◆ EXERCISE MATERIALS:
►
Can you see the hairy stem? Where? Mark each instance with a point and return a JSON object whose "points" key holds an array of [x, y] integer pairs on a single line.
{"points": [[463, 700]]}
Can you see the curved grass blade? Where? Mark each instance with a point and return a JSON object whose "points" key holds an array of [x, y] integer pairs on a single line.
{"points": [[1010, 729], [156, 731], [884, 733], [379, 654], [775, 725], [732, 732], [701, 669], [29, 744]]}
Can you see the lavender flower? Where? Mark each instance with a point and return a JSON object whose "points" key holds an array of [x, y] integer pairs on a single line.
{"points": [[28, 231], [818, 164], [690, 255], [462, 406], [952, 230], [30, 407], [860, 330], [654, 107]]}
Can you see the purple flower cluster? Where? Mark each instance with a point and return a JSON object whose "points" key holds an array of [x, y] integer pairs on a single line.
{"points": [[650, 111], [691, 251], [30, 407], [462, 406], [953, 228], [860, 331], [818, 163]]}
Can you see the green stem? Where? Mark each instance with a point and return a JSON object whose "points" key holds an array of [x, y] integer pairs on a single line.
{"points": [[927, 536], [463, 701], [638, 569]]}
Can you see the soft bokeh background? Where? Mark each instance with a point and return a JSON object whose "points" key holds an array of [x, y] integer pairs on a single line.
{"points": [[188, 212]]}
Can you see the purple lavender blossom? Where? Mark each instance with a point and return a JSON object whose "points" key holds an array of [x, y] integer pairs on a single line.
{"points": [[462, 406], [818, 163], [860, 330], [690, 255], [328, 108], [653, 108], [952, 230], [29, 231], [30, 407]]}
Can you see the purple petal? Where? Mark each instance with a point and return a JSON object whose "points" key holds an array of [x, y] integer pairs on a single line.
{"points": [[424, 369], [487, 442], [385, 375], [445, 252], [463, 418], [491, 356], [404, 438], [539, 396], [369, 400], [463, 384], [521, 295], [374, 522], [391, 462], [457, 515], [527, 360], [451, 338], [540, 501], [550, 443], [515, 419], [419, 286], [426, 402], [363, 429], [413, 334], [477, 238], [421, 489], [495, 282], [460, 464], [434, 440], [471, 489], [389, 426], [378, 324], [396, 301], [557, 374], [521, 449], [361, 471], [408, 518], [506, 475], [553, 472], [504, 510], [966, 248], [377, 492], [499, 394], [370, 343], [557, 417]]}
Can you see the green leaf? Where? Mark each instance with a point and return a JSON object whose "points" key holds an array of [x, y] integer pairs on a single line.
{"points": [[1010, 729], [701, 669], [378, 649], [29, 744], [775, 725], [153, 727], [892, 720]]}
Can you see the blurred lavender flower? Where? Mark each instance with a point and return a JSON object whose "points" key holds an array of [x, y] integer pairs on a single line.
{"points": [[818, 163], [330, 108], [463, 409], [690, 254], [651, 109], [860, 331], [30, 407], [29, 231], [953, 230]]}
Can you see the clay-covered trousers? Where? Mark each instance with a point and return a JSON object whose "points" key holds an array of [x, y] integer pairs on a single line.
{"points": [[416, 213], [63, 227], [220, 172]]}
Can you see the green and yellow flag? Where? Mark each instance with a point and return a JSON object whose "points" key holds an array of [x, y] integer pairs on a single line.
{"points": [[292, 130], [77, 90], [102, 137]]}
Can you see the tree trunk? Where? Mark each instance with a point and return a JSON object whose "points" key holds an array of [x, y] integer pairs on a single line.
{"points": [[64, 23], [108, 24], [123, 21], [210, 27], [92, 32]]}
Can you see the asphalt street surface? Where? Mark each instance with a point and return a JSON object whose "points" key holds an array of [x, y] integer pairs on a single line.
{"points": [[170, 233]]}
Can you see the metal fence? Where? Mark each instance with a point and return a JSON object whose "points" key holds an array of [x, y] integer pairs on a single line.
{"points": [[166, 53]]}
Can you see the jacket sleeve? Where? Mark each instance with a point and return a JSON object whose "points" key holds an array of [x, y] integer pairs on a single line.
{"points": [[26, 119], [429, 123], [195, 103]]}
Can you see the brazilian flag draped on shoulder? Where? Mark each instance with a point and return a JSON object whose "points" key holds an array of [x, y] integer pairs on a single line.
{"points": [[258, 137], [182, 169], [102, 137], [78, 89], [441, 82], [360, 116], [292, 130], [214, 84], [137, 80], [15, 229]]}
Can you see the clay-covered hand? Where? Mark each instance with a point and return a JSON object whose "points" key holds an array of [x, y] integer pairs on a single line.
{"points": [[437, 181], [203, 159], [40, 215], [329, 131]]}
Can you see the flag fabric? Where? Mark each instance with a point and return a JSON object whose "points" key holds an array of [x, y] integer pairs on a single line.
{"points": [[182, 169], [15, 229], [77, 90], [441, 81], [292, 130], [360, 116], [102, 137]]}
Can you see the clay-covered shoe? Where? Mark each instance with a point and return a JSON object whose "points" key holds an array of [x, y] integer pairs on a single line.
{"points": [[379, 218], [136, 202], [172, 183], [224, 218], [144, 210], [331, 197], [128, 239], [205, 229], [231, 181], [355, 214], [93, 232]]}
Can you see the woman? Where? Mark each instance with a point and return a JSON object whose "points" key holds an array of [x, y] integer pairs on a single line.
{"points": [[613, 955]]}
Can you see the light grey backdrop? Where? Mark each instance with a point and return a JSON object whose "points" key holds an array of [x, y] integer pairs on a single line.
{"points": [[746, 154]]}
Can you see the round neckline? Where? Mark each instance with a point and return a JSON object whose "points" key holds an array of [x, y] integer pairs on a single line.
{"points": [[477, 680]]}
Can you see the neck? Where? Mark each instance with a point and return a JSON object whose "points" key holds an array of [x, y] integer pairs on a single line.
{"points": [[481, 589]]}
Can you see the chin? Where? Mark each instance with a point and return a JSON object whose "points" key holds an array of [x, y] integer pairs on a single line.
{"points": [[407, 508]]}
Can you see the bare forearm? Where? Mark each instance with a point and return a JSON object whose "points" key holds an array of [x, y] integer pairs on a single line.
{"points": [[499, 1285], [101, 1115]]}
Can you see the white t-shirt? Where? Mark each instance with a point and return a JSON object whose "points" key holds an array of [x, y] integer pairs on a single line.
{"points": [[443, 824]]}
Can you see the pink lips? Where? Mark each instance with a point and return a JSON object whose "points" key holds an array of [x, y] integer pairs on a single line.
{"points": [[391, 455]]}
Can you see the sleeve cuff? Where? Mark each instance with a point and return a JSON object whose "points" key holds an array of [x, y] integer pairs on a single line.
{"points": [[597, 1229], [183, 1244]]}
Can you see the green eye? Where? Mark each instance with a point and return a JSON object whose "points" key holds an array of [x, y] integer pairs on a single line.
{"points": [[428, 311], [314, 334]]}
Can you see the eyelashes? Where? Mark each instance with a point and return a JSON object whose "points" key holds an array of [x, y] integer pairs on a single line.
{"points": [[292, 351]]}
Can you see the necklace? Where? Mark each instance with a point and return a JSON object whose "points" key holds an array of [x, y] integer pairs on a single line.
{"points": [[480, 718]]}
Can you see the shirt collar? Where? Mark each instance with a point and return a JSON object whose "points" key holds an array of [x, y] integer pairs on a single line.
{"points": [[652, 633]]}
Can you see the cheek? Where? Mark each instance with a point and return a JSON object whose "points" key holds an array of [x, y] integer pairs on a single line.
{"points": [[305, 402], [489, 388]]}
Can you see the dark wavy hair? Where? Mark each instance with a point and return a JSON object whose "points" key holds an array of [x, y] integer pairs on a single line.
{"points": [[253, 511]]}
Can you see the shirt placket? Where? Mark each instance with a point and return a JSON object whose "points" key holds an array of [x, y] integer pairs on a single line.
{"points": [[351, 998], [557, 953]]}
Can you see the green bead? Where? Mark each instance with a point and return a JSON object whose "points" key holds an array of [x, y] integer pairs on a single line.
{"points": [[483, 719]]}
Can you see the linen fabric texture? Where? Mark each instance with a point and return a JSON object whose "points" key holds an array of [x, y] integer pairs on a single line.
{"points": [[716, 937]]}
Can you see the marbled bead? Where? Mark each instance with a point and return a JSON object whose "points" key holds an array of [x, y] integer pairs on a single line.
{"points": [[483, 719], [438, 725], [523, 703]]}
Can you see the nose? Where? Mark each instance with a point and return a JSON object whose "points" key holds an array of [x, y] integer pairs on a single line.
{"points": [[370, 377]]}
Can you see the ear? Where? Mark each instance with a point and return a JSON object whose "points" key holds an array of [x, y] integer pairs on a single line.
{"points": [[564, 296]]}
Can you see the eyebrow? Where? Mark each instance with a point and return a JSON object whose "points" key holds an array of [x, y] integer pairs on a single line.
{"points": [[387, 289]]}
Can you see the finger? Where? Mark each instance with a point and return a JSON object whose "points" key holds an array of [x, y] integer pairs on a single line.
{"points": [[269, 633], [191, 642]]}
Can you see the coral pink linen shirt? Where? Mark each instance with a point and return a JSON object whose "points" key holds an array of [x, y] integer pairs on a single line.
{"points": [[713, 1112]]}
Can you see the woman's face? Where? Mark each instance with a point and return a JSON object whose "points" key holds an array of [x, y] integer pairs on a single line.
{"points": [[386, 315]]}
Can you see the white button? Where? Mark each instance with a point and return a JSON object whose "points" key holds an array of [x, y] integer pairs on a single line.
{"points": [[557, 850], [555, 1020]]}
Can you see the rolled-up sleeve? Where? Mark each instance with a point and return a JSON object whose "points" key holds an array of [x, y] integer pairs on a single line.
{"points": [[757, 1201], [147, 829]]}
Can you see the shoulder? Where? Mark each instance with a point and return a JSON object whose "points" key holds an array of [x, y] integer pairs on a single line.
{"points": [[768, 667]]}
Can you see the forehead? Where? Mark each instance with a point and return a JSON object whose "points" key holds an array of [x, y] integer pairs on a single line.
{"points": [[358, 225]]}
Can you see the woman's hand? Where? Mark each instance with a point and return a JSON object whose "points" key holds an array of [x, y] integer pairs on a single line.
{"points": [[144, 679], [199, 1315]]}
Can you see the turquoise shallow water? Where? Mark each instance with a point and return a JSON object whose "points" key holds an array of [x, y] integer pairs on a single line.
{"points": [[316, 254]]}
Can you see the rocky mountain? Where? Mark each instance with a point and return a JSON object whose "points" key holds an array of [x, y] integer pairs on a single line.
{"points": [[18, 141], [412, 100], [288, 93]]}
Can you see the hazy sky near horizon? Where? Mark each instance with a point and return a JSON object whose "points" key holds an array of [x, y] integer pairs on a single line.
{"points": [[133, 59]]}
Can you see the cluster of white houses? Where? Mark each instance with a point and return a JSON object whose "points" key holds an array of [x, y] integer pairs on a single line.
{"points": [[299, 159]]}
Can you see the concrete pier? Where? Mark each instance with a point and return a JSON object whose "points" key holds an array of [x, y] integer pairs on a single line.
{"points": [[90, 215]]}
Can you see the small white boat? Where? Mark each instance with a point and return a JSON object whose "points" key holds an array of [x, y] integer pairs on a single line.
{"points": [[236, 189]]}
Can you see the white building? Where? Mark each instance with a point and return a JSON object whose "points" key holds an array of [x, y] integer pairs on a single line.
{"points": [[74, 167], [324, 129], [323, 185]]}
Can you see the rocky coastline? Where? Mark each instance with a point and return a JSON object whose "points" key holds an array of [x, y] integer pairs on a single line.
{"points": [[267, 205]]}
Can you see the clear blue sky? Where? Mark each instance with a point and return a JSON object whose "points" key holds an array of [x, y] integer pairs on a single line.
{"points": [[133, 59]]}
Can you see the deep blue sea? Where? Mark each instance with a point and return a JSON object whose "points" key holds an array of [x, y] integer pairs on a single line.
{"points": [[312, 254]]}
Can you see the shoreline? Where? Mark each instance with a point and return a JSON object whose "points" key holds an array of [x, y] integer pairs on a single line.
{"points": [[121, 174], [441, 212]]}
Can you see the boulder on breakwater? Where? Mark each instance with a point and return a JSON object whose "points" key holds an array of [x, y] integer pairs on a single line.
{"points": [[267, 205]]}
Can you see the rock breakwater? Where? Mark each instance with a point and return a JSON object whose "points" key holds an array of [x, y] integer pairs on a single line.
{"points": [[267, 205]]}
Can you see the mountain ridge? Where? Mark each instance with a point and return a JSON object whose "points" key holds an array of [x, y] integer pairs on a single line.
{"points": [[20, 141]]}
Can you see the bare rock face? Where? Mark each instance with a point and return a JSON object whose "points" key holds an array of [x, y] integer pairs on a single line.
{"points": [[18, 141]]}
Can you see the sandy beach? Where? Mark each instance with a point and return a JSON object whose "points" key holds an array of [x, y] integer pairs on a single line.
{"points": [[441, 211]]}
◄
◆ ACTIVITY:
Begin at the line containing "Can you see the clear" and reproduce every line through the last one in the records above, exactly.

◆ TASK RESULT:
Can you see the clear blue sky? Where? Mark each instance with a point and return a JSON object whose "points" key holds an array of [x, y] integer pairs on a single line.
{"points": [[133, 59]]}
Can you see the deep blue sea? Where? Mark each instance with a point and return a JSON object whose "points" key holds an array of [x, y] integer pairs on a single line.
{"points": [[312, 254]]}
Can you see the shoreline? Where? Mark each instance with a point and return a JSON object whose "points" key holds an array of [x, y] integer pairs on a single line.
{"points": [[121, 174], [441, 212]]}
Can you see the boulder on breakwater? Where? Mark each instance with a point and return a JSON object whose "points" key holds an array of [x, y] integer pairs on a single line.
{"points": [[267, 205]]}
Can you see the rock breakwater? Where? Mark each instance with a point and return a JSON object whose "points" key holds an array of [x, y] integer pairs on a single line.
{"points": [[267, 205]]}
Can you see the mountain ridge? Where? Mark each instance with a point and return a JSON object whose "points" key holds an array of [x, y] integer pairs on a single line.
{"points": [[20, 141]]}
Can you see the bare rock face? Where? Mark each instance with a point and return a JSON object whose "points" key holds an array of [x, y] integer pairs on a single line.
{"points": [[18, 141]]}
Can you see the sandy beach? Where? Mark each instance with a point and return a JSON object whose "points" key holds an array of [x, y] integer pairs on a single line.
{"points": [[441, 211]]}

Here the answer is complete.